---------- PROVIDED ENTRIES ----------
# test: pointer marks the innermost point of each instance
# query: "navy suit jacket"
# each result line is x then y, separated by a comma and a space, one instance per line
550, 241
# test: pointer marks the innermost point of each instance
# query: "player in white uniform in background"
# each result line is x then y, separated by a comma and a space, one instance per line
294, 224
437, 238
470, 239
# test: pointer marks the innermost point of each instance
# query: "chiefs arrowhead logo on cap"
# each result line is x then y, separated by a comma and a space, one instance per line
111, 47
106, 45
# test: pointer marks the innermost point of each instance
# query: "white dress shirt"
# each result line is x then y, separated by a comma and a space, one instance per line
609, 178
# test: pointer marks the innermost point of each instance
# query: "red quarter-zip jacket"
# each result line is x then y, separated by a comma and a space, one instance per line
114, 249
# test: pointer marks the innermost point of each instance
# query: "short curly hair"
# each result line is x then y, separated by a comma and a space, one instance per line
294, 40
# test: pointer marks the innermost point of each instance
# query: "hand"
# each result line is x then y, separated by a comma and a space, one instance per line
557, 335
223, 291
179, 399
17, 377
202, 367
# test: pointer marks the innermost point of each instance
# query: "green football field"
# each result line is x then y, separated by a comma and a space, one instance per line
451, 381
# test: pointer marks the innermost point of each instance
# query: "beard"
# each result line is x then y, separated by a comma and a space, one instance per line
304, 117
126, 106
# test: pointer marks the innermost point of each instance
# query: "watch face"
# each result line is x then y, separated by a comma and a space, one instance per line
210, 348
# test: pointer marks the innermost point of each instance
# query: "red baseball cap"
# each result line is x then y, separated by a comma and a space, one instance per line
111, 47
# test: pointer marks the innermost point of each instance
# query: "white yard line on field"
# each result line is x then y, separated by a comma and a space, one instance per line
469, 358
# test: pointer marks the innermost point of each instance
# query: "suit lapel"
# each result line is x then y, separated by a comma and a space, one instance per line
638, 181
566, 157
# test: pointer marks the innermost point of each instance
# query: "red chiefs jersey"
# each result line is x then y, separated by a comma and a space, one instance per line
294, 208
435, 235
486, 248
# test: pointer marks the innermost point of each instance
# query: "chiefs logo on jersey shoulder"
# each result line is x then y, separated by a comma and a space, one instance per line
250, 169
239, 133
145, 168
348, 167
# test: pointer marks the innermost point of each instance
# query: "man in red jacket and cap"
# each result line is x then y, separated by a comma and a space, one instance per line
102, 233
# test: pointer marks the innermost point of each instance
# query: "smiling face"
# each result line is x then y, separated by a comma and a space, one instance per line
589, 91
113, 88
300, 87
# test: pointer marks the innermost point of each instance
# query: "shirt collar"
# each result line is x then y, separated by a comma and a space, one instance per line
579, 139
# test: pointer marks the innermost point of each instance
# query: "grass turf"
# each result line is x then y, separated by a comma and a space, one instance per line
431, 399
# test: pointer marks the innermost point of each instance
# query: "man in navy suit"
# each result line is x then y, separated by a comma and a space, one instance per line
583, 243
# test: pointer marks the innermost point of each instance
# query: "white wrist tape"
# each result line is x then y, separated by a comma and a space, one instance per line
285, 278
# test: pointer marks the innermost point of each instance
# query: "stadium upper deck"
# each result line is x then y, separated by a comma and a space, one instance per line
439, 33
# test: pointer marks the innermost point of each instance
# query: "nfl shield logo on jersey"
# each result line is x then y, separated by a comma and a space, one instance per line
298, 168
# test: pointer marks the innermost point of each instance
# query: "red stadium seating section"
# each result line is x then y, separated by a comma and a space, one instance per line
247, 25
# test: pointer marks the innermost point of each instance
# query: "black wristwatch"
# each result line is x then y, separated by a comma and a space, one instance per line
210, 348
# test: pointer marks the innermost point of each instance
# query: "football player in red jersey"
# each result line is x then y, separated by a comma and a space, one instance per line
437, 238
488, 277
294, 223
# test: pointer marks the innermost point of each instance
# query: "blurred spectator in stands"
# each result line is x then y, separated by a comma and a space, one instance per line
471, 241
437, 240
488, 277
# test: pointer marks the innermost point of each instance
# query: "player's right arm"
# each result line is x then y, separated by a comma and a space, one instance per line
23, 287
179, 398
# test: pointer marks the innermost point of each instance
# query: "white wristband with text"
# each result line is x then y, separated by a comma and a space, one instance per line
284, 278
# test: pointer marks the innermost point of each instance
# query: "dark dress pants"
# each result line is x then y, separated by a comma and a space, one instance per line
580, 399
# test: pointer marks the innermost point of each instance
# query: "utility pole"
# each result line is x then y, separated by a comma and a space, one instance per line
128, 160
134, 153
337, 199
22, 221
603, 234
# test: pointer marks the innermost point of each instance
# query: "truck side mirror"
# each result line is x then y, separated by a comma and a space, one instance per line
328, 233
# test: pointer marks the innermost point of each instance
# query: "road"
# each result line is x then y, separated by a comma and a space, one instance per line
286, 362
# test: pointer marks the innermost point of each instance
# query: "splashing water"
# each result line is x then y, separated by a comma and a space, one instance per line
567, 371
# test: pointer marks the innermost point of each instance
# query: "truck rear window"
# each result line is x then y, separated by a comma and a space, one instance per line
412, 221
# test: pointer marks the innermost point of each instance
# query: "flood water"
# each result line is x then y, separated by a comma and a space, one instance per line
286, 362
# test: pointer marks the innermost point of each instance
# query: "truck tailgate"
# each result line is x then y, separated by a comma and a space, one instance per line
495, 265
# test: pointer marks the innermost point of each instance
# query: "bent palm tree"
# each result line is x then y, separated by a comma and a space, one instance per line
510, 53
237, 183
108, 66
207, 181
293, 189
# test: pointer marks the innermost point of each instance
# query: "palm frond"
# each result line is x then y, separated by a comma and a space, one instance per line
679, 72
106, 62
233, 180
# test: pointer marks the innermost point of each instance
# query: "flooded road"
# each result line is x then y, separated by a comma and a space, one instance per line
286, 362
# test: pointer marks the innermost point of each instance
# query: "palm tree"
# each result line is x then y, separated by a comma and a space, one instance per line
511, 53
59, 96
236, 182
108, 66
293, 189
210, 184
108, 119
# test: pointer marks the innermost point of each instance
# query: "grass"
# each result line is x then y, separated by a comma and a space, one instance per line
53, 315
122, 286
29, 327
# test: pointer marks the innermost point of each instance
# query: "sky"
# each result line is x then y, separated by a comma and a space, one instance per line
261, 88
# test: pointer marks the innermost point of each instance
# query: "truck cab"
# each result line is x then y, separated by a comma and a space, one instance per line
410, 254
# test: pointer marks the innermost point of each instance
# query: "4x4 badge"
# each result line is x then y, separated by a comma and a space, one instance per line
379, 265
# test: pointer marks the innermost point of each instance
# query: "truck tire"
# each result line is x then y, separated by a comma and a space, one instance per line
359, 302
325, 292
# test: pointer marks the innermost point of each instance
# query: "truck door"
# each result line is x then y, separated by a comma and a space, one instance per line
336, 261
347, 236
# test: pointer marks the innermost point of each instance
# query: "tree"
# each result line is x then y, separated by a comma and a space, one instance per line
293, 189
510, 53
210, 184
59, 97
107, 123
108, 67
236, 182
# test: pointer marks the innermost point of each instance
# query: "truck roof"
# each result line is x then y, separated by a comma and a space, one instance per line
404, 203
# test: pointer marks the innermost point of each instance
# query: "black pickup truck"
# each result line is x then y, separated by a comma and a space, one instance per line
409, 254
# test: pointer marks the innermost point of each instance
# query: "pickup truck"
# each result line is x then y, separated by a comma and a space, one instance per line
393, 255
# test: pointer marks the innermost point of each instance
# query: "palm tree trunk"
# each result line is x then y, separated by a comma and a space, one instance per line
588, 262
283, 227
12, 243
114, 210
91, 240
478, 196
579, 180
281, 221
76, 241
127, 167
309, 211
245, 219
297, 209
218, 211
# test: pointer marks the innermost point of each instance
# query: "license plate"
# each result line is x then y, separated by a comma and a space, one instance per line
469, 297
----------
YOUR TASK.
Copy each entry exactly.

PROBLEM SOLUTION.
# test: pointer marks the innermost point of each instance
# query: "navy suit jacket"
# each result line is x then y, separated by a comma and a space, one instance per line
550, 241
# test: pointer marks the innermost point of each instance
# query: "player in white uniform in background"
# each result line is x then y, separated by a comma and a space, one instance per line
294, 224
437, 238
470, 239
# test: pointer marks the innermost point of each instance
# query: "chiefs arrowhead logo on cap"
# each result line is x then y, separated by a comma and a space, one instance per line
111, 47
106, 45
# test: pointer marks the innermost point of each instance
# query: "white dress shirt"
# each result line is x then y, separated by a comma and a space, one instance per line
609, 178
# test: pointer marks the innermost point of each instance
# query: "red quarter-zip jacket"
# each result line is x then y, separated by a comma and a space, one instance per line
114, 249
# test: pointer marks the innermost point of each instance
# query: "short curly hair"
# each result line is x then y, separated by a comma and a space, one instance per line
294, 40
# test: pointer marks the innermost point of each instance
# query: "hand"
# each result line is x then y, separated by a comma and a space, one instance per line
557, 335
223, 291
179, 399
17, 377
202, 367
# test: pointer marks the innermost point of each instance
# query: "green football field"
# each result line is x then y, separated by a comma and a space, one instance per line
451, 381
# test: pointer marks the innermost point of each instance
# query: "beard"
# each result line is x then y, separated by a comma and a space, one instance per line
304, 117
126, 106
# test: pointer marks the innermost point of each instance
# query: "watch face"
# each result line is x then y, separated by a comma and a space, one instance per line
210, 348
# test: pointer marks the innermost point of each instance
# query: "red baseball cap"
# each result line is x then y, separated by a comma and a space, one instance per line
111, 47
# test: pointer marks the innermost point of each instance
# query: "white yard line on field"
# each result line is x then y, separated by a comma and a space, one instance per line
469, 358
# test: pointer marks the innermost point of each instance
# query: "suit lapel"
# each result line is x then y, separated by a comma and a space, one instance per line
638, 181
566, 157
# test: pointer marks the innermost point of each instance
# query: "red chiefs jersey"
# each result line is x then y, separated by a comma and a space, one instance per line
294, 208
435, 235
486, 248
# test: pointer marks the innermost point of each instance
# query: "chiefs logo on jersey shoulder"
# each result line is x then y, separated by a comma and a space, one instance per line
250, 169
239, 133
145, 168
348, 167
# test: pointer marks the innermost point of each instance
# query: "man in red jacket and cap"
# each result line is x then y, separated by a comma and a space, one instance per line
102, 233
# test: pointer marks the innermost point of each instance
# query: "smiling face"
# each result line is x then y, separated by a comma and a space, one instance per line
589, 91
113, 88
300, 87
# test: pointer marks the innermost point of each instance
# query: "shirt collar"
# each result line is x then y, separated by a comma and a space, one instance per line
579, 139
# test: pointer marks the innermost point of each instance
# query: "grass turf"
# each result line is x then y, separated by a comma and a space, one instance per line
431, 399
# test: pointer marks the innermost point of each instance
# query: "man in navy suit"
# each result line is x then y, separated by a comma and a space, one instance per line
583, 243
# test: pointer marks the innermost point of each instance
# query: "white wrist tape"
# each result line is x then y, separated by a comma and a space, one instance per line
285, 278
# test: pointer marks the innermost point of each instance
# query: "stadium upper deck"
# each result line is x then y, separated by a comma and a space, one instance per line
439, 33
# test: pointer marks the innermost point of each instance
# query: "nfl shield logo on jersey"
# each result line is x then y, separated by a comma and a space, one instance per line
298, 168
# test: pointer marks the innermost point of each instance
# query: "red stadium seating section"
# each result line is x then y, separated by a comma and a space, one instance per line
247, 25
# test: pointer marks the innermost point of each instance
# query: "black wristwatch"
# each result line is x then y, separated by a comma and a space, one instance per line
210, 348
# test: pointer marks the innermost point of each instance
# query: "football player in red jersey"
# each result line is x then y, separated by a comma and a space, one instance per line
437, 238
488, 277
294, 223
# test: pointer marks the innermost point of each instance
# query: "blurred spectator in stands"
# each result line is x then y, separated by a comma and a space, one instance per line
471, 241
437, 240
488, 277
# test: pointer marks the innermost point of each instance
# query: "player's right arm"
# each result line is x then y, separated by a comma and a space, one instance per line
23, 287
179, 398
# test: pointer marks the innermost point of each instance
# query: "white wristband with text"
# each result line is x then y, separated by a comma and a space, one instance per line
284, 278
# test: pointer marks the innermost point of each instance
# query: "dark dress pants"
# each result line is x then y, separated by a comma and a space, one instance per line
580, 399
# test: pointer marks the innermost point of each instance
# query: "utility pole"
# each result line is x then y, separated by a comma and a space, one instance per line
128, 160
134, 153
337, 199
22, 221
603, 234
# test: pointer marks the innermost point of each instance
# query: "truck side mirror"
# each result line is x then y, separated by a comma and a space, one instance per line
328, 233
# test: pointer marks the innermost point of each instance
# query: "road"
# each result line is x then y, separated by a comma and a space, one instance per line
286, 362
# test: pointer marks the innermost point of each instance
# query: "splashing water"
# each result line is x then y, separated by a comma and a space, one instance per line
567, 371
# test: pointer marks the innermost point of each instance
# query: "truck rear window"
# each result line is x then y, separated by a comma and a space, one instance per line
412, 221
# test: pointer marks the innermost point of each instance
# query: "flood water"
# each result line is x then y, separated by a comma and a space, one instance per line
286, 362
# test: pointer marks the innermost point of each instance
# query: "truck tailgate"
# each result line is x then y, separated by a comma and a space, one instance per line
495, 265
# test: pointer marks the innermost point of each instance
# query: "bent palm tree"
# each result line is x then y, separated by a comma and a space, one instance per line
510, 53
237, 183
108, 66
207, 181
293, 189
# test: pointer marks the innermost point of each instance
# query: "palm frond"
# each result line is x then y, separated by a comma and a space, one instance per line
679, 72
106, 62
233, 180
# test: pointer marks the innermost point of each instance
# query: "flooded road"
# each result line is x then y, separated by a comma and a space, one instance per line
286, 362
# test: pointer marks the innermost point of each instance
# query: "palm tree"
# each result line is x then y, separated by a comma and a space, one instance per line
511, 53
59, 96
236, 182
108, 66
293, 189
210, 184
108, 119
# test: pointer marks the innermost point of each instance
# query: "grass"
# each result line is x then y, separated by a comma and a space, one instance per line
53, 315
122, 286
29, 327
# test: pointer marks the innermost point of each instance
# query: "sky"
# each result line is x then y, separated by a comma and a space, one instance per line
261, 88
# test: pointer marks the innermost point of each instance
# query: "truck cab"
# each result line is x then y, separated by a comma and a space, one instance per line
410, 254
# test: pointer marks the innermost point of each instance
# query: "4x4 badge"
# each result line is x then y, separated by a comma and a space, one instance per line
379, 265
# test: pointer marks the innermost point of each instance
# query: "truck tire"
# each result line is x then y, separated by a comma and a space, one instance per line
359, 302
325, 292
# test: pointer marks the innermost point of each instance
# query: "truck door"
# each result line is x then y, separated by a comma and a space, one instance per line
336, 261
347, 236
# test: pointer marks the innermost point of each instance
# query: "tree"
# each result line is x then y, separated by a comma and a space, one instance per line
293, 189
510, 53
210, 184
59, 97
107, 123
108, 67
236, 182
# test: pointer marks the innermost point of each instance
# query: "truck roof"
# each result line is x then y, separated by a comma and a space, one instance per line
404, 203
# test: pointer marks the innermost point of each instance
# query: "black pickup truck"
# each result line is x then y, separated by a comma and a space, one instance per line
409, 254
# test: pointer marks the innermost point of each instance
# query: "pickup truck"
# each result line is x then y, separated by a comma and a space, one instance per line
393, 255
# test: pointer marks the innermost point of each instance
# query: "palm tree trunk"
# each result line is x then y, separated by a comma and a space, one instance per line
588, 262
283, 227
12, 243
114, 210
91, 240
478, 196
579, 180
281, 221
76, 241
127, 167
309, 211
245, 219
297, 209
218, 211
# test: pointer marks the innermost point of each instance
# query: "license plate"
# each result line is x then y, separated by a comma and a space, one instance per line
469, 297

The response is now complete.